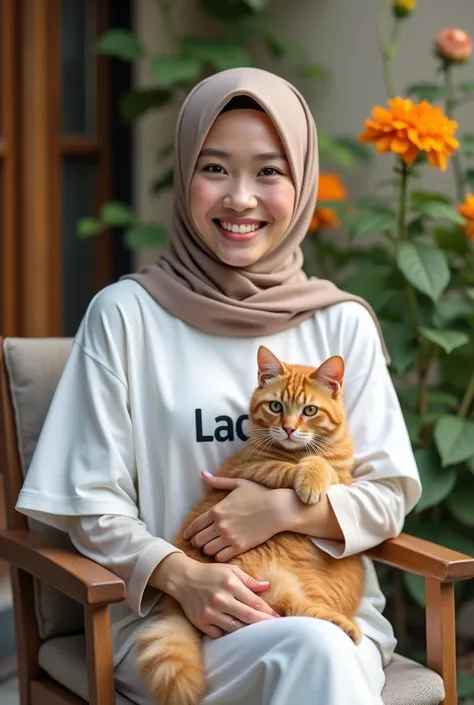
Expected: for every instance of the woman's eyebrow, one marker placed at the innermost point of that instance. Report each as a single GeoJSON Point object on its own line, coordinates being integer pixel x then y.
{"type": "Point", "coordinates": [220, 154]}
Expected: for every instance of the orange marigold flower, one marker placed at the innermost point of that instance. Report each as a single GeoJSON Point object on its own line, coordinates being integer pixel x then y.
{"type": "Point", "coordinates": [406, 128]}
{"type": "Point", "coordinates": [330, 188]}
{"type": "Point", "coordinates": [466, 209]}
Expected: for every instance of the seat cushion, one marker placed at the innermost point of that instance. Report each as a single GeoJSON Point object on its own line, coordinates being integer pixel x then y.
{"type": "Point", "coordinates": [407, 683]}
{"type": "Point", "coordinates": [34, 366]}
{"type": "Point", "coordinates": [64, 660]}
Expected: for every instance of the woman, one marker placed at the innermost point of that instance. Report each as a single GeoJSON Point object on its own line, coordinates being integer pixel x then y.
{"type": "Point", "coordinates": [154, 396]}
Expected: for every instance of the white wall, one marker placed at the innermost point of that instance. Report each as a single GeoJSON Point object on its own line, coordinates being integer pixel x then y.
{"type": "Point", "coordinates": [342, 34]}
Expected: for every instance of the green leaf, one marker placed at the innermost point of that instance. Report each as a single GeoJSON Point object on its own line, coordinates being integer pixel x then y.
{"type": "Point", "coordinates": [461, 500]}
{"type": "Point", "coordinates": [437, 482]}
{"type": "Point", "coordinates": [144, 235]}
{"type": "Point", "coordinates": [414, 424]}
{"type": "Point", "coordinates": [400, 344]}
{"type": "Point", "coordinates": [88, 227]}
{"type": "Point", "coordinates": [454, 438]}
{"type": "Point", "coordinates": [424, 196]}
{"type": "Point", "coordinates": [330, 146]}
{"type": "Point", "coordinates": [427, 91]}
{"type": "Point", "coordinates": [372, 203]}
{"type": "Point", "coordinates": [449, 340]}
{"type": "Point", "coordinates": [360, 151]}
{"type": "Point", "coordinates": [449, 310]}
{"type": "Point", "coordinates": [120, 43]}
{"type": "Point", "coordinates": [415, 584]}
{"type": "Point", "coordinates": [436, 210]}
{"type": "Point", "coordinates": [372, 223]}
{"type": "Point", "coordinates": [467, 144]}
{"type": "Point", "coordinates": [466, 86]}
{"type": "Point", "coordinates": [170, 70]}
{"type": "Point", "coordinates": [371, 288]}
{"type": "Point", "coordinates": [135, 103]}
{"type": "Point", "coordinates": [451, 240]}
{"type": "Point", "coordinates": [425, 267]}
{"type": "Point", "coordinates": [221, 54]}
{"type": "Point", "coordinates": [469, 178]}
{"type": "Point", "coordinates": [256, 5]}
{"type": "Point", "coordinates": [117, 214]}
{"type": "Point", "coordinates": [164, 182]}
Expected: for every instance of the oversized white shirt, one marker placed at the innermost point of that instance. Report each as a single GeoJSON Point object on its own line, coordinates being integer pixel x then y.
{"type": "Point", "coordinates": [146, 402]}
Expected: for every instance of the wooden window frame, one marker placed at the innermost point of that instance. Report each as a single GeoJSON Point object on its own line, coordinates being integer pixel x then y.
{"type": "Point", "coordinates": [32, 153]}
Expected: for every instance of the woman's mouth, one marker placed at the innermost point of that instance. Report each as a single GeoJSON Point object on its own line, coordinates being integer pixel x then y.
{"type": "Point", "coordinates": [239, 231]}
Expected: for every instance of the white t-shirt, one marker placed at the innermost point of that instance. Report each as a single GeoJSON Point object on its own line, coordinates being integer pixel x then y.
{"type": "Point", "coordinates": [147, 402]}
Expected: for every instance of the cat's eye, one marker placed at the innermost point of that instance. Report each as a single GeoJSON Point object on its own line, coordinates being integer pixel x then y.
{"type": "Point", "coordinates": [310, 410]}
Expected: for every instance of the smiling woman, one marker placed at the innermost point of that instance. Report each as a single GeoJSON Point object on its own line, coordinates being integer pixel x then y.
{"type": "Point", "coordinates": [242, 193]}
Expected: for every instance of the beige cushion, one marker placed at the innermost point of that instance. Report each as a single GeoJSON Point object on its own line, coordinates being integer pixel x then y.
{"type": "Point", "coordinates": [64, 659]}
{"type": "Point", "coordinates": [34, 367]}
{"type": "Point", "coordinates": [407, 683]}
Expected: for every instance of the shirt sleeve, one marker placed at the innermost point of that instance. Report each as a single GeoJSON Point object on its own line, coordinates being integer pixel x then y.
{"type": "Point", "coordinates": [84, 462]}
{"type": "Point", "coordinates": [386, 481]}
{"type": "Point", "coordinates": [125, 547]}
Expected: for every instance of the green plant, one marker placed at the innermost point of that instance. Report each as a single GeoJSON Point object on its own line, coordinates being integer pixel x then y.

───

### What you need to do
Except for the pictures, set down all of the records exactly as they are.

### Solution below
Expected: for every instance of the woman's eyebrow, one marker placed at the innermost point of that instance. Report each as a single GeoJSON Point object on its own line, coordinates being integer pixel x then y.
{"type": "Point", "coordinates": [220, 154]}
Expected: for every instance of the orange marigold flower, one marker placed at the innermost point of that instance. Report each as a single GeoJSON Point object on its own line, coordinates being integer pixel x then y.
{"type": "Point", "coordinates": [406, 128]}
{"type": "Point", "coordinates": [330, 188]}
{"type": "Point", "coordinates": [466, 209]}
Expected: for every instance of the seat cushion, one marker placed at the innermost point of that instance. Report each as a single GeoJSON Point object on its own line, coordinates being integer pixel x then y.
{"type": "Point", "coordinates": [407, 683]}
{"type": "Point", "coordinates": [34, 366]}
{"type": "Point", "coordinates": [64, 660]}
Expected: for every instance of the woman, one marker placed at the innermost point of that instance. Report each as a single GeoJSON Point object on its own line, coordinates being integer pixel x then y.
{"type": "Point", "coordinates": [154, 396]}
Expected: for every instance of the white wall, one marker placed at the innermost point of that instance. Report each as a single GeoJSON Point object on its own line, coordinates being integer pixel x then y.
{"type": "Point", "coordinates": [342, 34]}
Expected: for every instance of the green leaf, one marker placed at the innermost point of that instance. Report each as a single GeoJSON Point object on its own line, coordinates being integer pixel x then y.
{"type": "Point", "coordinates": [461, 500]}
{"type": "Point", "coordinates": [437, 482]}
{"type": "Point", "coordinates": [144, 235]}
{"type": "Point", "coordinates": [414, 424]}
{"type": "Point", "coordinates": [400, 344]}
{"type": "Point", "coordinates": [88, 227]}
{"type": "Point", "coordinates": [454, 438]}
{"type": "Point", "coordinates": [424, 196]}
{"type": "Point", "coordinates": [330, 146]}
{"type": "Point", "coordinates": [427, 91]}
{"type": "Point", "coordinates": [372, 203]}
{"type": "Point", "coordinates": [449, 340]}
{"type": "Point", "coordinates": [360, 151]}
{"type": "Point", "coordinates": [449, 310]}
{"type": "Point", "coordinates": [120, 43]}
{"type": "Point", "coordinates": [415, 584]}
{"type": "Point", "coordinates": [436, 210]}
{"type": "Point", "coordinates": [372, 223]}
{"type": "Point", "coordinates": [467, 144]}
{"type": "Point", "coordinates": [466, 86]}
{"type": "Point", "coordinates": [170, 70]}
{"type": "Point", "coordinates": [371, 288]}
{"type": "Point", "coordinates": [135, 103]}
{"type": "Point", "coordinates": [451, 240]}
{"type": "Point", "coordinates": [425, 267]}
{"type": "Point", "coordinates": [221, 54]}
{"type": "Point", "coordinates": [469, 178]}
{"type": "Point", "coordinates": [256, 5]}
{"type": "Point", "coordinates": [117, 214]}
{"type": "Point", "coordinates": [164, 182]}
Expected: for every instance of the oversized white shirt, one marker placed at the innermost point of that instance. Report each as a single GeoJSON Point object on its own line, coordinates being integer pixel x then y.
{"type": "Point", "coordinates": [146, 402]}
Expected: for every instance of the wooden window frame, one marker placed at the innermost point of that instance. Report each as a single GeoJSON Point object on its own line, coordinates being integer pixel x then y.
{"type": "Point", "coordinates": [32, 153]}
Expected: for every instance of the woman's mouth, one marker placed at the innermost point of that instance. Report each as a single GeoJSON Point object on its own line, coordinates being integer pixel x then y.
{"type": "Point", "coordinates": [239, 231]}
Expected: for every instance of the white t-shirt, one marker placed at the innermost point of that instance. Report each as a single GeoJSON Point object on its own line, coordinates being integer pixel x then y.
{"type": "Point", "coordinates": [147, 402]}
Expected: for every instance of the cat's eye, one marker placed at the innermost point of that instance. Report each as a single GeoJSON Point object on its own line, coordinates being integer pixel x then y.
{"type": "Point", "coordinates": [310, 410]}
Expected: for every instance of the smiling woman, one marker placed at the innermost point of that instance. Report each as a single GeoJSON Point object on its own line, coordinates being integer pixel x then y.
{"type": "Point", "coordinates": [242, 193]}
Expected: for every instance of the beige cushion, one marker placed at the innermost point of that instance. Report each as a single GeoJSON Point object on its own line, coordinates being integer pixel x then y.
{"type": "Point", "coordinates": [64, 659]}
{"type": "Point", "coordinates": [34, 367]}
{"type": "Point", "coordinates": [407, 683]}
Expected: for every instance of the shirt sleeve, one marker placed at the innermost point of that instance. Report each as a single GeoJSON Point object on its own line, coordinates being integer pixel x then y.
{"type": "Point", "coordinates": [84, 462]}
{"type": "Point", "coordinates": [386, 481]}
{"type": "Point", "coordinates": [125, 547]}
Expected: for every instance of the green plant, one marker placed at the innermost point of that instance. Report each as a single GeoJSON Point object on its own line, coordinates being integer pixel x then y.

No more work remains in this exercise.